WRITTEN INSTRUCTION:
Exactly as given, repeat all of the entries.

RECORDS TO PROCESS:

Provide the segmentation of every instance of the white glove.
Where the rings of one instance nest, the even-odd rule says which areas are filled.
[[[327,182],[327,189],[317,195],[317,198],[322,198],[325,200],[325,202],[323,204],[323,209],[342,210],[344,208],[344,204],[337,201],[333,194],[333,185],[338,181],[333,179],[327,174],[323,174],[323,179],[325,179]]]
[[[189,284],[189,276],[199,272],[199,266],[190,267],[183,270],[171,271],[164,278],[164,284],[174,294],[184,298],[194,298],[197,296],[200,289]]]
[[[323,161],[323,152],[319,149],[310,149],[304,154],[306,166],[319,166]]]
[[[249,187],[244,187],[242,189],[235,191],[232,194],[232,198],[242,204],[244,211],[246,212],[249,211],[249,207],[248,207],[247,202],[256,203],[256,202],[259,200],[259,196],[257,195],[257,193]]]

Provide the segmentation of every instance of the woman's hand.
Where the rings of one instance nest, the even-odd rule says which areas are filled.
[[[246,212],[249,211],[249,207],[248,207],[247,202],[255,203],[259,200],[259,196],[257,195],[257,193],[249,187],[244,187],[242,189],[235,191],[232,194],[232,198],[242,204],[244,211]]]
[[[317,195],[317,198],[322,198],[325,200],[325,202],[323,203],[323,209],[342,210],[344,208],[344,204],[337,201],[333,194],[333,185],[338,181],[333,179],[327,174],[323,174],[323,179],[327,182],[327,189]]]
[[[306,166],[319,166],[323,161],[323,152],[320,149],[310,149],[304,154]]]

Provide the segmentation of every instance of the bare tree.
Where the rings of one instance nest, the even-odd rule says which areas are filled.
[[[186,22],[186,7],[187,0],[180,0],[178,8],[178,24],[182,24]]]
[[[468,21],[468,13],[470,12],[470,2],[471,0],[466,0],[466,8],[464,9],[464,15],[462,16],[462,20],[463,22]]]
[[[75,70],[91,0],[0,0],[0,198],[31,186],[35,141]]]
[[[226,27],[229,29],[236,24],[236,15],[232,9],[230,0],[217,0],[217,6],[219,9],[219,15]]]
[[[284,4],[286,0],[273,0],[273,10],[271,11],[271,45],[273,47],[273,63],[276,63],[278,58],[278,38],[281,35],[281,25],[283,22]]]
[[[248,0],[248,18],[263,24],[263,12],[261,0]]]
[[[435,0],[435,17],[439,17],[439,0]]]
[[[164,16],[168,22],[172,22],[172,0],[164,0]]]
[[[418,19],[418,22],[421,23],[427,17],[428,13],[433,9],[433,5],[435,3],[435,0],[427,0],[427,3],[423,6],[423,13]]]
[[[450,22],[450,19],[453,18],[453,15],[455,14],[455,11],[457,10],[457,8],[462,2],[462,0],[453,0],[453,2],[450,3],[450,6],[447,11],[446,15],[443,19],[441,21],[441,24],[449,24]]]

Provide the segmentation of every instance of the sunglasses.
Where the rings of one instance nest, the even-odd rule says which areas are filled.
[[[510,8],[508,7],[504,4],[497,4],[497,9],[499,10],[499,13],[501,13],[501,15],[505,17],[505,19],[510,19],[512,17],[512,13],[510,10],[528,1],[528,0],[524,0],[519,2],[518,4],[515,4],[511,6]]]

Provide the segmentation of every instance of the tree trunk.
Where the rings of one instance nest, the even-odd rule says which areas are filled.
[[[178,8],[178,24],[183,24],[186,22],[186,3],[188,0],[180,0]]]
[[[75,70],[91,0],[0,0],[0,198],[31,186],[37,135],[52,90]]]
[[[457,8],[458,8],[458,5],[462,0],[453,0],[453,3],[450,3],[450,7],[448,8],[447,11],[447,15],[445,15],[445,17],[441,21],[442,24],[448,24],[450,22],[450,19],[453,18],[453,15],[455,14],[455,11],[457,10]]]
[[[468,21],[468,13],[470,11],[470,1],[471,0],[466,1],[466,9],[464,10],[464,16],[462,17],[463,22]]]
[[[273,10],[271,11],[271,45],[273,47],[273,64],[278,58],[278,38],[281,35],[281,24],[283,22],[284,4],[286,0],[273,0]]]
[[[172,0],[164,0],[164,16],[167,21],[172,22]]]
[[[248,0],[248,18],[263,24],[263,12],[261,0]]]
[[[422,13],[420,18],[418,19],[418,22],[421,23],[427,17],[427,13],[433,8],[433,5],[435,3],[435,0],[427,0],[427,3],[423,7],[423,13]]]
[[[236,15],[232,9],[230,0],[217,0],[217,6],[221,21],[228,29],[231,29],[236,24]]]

COMPLETE ANSWER:
Provide the segmentation of every instance of the white glove.
Where the rings of one instance nest, the even-odd rule says which areas are filled.
[[[327,182],[327,189],[317,195],[317,198],[322,198],[325,200],[325,202],[323,204],[323,209],[342,210],[344,208],[344,204],[337,201],[333,194],[333,185],[338,181],[333,179],[327,174],[323,174],[323,179],[325,179]]]
[[[189,284],[189,276],[199,272],[199,266],[190,267],[183,270],[171,271],[164,278],[164,284],[174,294],[184,298],[194,298],[197,296],[200,289]]]
[[[323,161],[323,152],[319,149],[310,149],[304,154],[306,166],[319,166]]]
[[[249,187],[244,187],[242,189],[235,191],[232,194],[232,198],[242,204],[244,211],[246,212],[249,211],[249,207],[248,207],[247,202],[256,203],[256,202],[259,200],[259,196],[257,195],[257,193]]]

Provide the segmentation of every instance of the woman's hand.
Where the rings of one instance nest, the even-odd rule says which areas are filled.
[[[246,212],[249,211],[249,207],[248,207],[247,202],[255,203],[259,200],[259,196],[257,195],[257,193],[249,187],[244,187],[242,189],[235,191],[232,194],[232,198],[242,204],[244,211]]]
[[[317,195],[317,198],[322,198],[325,200],[325,202],[323,203],[323,209],[342,210],[344,208],[344,204],[337,201],[333,194],[333,185],[338,181],[333,179],[327,174],[323,174],[323,179],[327,182],[327,189]]]
[[[306,166],[319,166],[323,161],[323,152],[320,149],[310,149],[304,154]]]

Provide the segmentation of every instance of the bare tree.
Where the rings of one instance nest, the even-odd rule says which areas are filled.
[[[186,22],[186,7],[187,0],[180,0],[178,8],[178,24],[182,24]]]
[[[468,21],[468,13],[470,12],[470,2],[471,0],[466,0],[466,8],[464,9],[464,15],[462,16],[462,20],[463,22]]]
[[[75,70],[91,0],[0,0],[0,198],[31,186],[35,141]]]
[[[226,27],[229,29],[236,24],[236,15],[232,9],[230,0],[217,0],[217,6],[219,9],[219,15]]]
[[[284,4],[286,0],[273,0],[273,10],[271,11],[271,45],[273,47],[273,63],[276,63],[278,58],[278,38],[281,35],[281,25],[283,22]]]
[[[248,0],[248,18],[263,24],[263,12],[261,0]]]
[[[435,0],[435,17],[439,17],[439,0]]]
[[[164,16],[168,22],[172,22],[172,0],[164,0]]]
[[[418,19],[418,22],[421,23],[427,17],[428,13],[433,9],[433,5],[435,3],[435,0],[427,0],[427,3],[423,6],[423,13]]]
[[[450,22],[450,19],[453,18],[453,15],[455,14],[455,11],[457,10],[457,8],[462,2],[462,0],[453,0],[453,2],[450,3],[450,6],[447,11],[446,15],[443,19],[441,21],[441,24],[449,24]]]

Provide the segmentation of every instance of the sunglasses.
Where the rings of one instance nest, the even-odd rule says which areas are filled.
[[[510,8],[508,7],[504,4],[497,4],[497,9],[499,10],[499,13],[501,13],[501,15],[505,17],[505,19],[510,19],[512,17],[512,13],[510,10],[528,1],[528,0],[524,0],[519,2],[518,4],[515,4],[511,6]]]

Provide the segmentation of every instance of the tree trunk.
Where the rings of one instance nest, the even-odd rule says which areas are filled.
[[[178,8],[178,24],[183,24],[186,22],[186,3],[188,0],[180,0]]]
[[[75,70],[91,0],[0,0],[0,198],[31,186],[37,135],[52,90]]]
[[[457,8],[458,8],[458,5],[462,0],[453,0],[453,3],[450,3],[450,7],[448,8],[447,11],[447,15],[445,15],[445,17],[441,21],[442,24],[448,24],[450,22],[450,19],[453,18],[453,15],[455,14],[455,11],[457,10]]]
[[[468,21],[468,13],[470,11],[470,1],[471,0],[466,1],[466,9],[464,10],[464,16],[462,17],[463,22]]]
[[[273,10],[271,11],[271,45],[273,47],[273,64],[278,58],[278,38],[281,35],[281,24],[283,22],[284,4],[286,0],[273,0]]]
[[[172,0],[164,0],[164,16],[167,21],[172,22]]]
[[[248,0],[248,18],[263,24],[263,12],[261,0]]]
[[[422,13],[420,18],[418,19],[418,22],[421,23],[427,17],[427,13],[433,8],[433,5],[435,3],[435,0],[427,0],[427,3],[423,7],[423,13]]]
[[[236,15],[232,9],[230,0],[217,0],[217,6],[221,21],[228,29],[231,29],[236,24]]]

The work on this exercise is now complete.